> WHAT YOU ARE ASKED TO DO: Copy the passage on the Mitchell ruling starting at "If a judge concludes" and ending at "drafted, he said.", swapping "encyclopaedia" for "exhaustive list".

> PROVIDED PASSAGE:

* * * * *

The Mitchell ruling has been “misunderstood and is being misapplied by some courts”, the Master of the Rolls said today in issuing more detailed guidance on how it should be used – while also recognising that some of the language used in Mitchell may have contributed to the problems.
In the much-anticipated appeals against three Mitchell-related decisions, Lord Dyson said “it seems some judges are approaching applications for relief on the basis that, unless a default can be characterised as trivial or there is good reason for it, they are bound to refuse relief”.
This, he said, was leading to decisions that are “manifestly unjust and disproportionate”, and not what the appeal court intended in Mitchell.
Some judges have ignored the need to consider all the circumstances of the case, Lord Dyson said.
At the other end of the spectrum, decisions taking “what might be said to be the traditional approach of giving pre-eminence to the need to decide the claim on its merits” should have disappeared following the Woolf reforms, he said. “There is certainly no room for it in the post-Jackson era.”
Lord Dyson, giving the main ruling with Lord Justice Vos, said the guidance given in Mitchell remains “substantially sound” but needed restating in “a little more detail”.
He said judges should address an application for relief from sanctions in three stages. The first stage is to identify the “seriousness and significance” of the breach, rather than whether or not it is “trivial”.
He recognised that these are not “hard-edged” concepts and that there are degrees of seriousness and significance, but in a statement that appears to anticipate further satellite litigation, said: “We hope that, assisted by the guidance given in this decision and its application in individual cases over time, courts will deal with these applications in a consistent manner.”
If a judge concludes that a breach is not serious or significant, then relief will usually be granted and it will be unnecessary to spend too much time on the other two stages, Lord Dyson said.
The second stage is for the judge to consider why the default occurred, and the court declined to produce “an encyclopaedia of good and bad reasons”.
The third stage is for the court to consider “all the circumstances of the case, so as to enable it to deal justly with the application”.
This means that the two factors specifically mentioned in rule 3.9 – the need to conduct litigation efficiently and at proportionate cost, and to enforce compliance – should be of “particular importance”. This was consistent with the way the rule had been drafted, he said.

* * * * *

> STORED ROWS:
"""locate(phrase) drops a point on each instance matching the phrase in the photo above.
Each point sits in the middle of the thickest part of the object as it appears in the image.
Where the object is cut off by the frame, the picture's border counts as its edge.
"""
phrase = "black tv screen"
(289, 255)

* * * * *

> WRITTEN RESPONSE:
If a judge concludes that a breach is not serious or significant, then relief will usually be granted and it will be unnecessary to spend too much time on the other two stages, Lord Dyson said.
The second stage is for the judge to consider why the default occurred, and the court declined to produce “an exhaustive list of good and bad reasons”.
The third stage is for the court to consider “all the circumstances of the case, so as to enable it to deal justly with the application”.
This means that the two factors specifically mentioned in rule 3.9 – the need to conduct litigation efficiently and at proportionate cost, and to enforce compliance – should be of “particular importance”. This was consistent with the way the rule had been drafted, he said.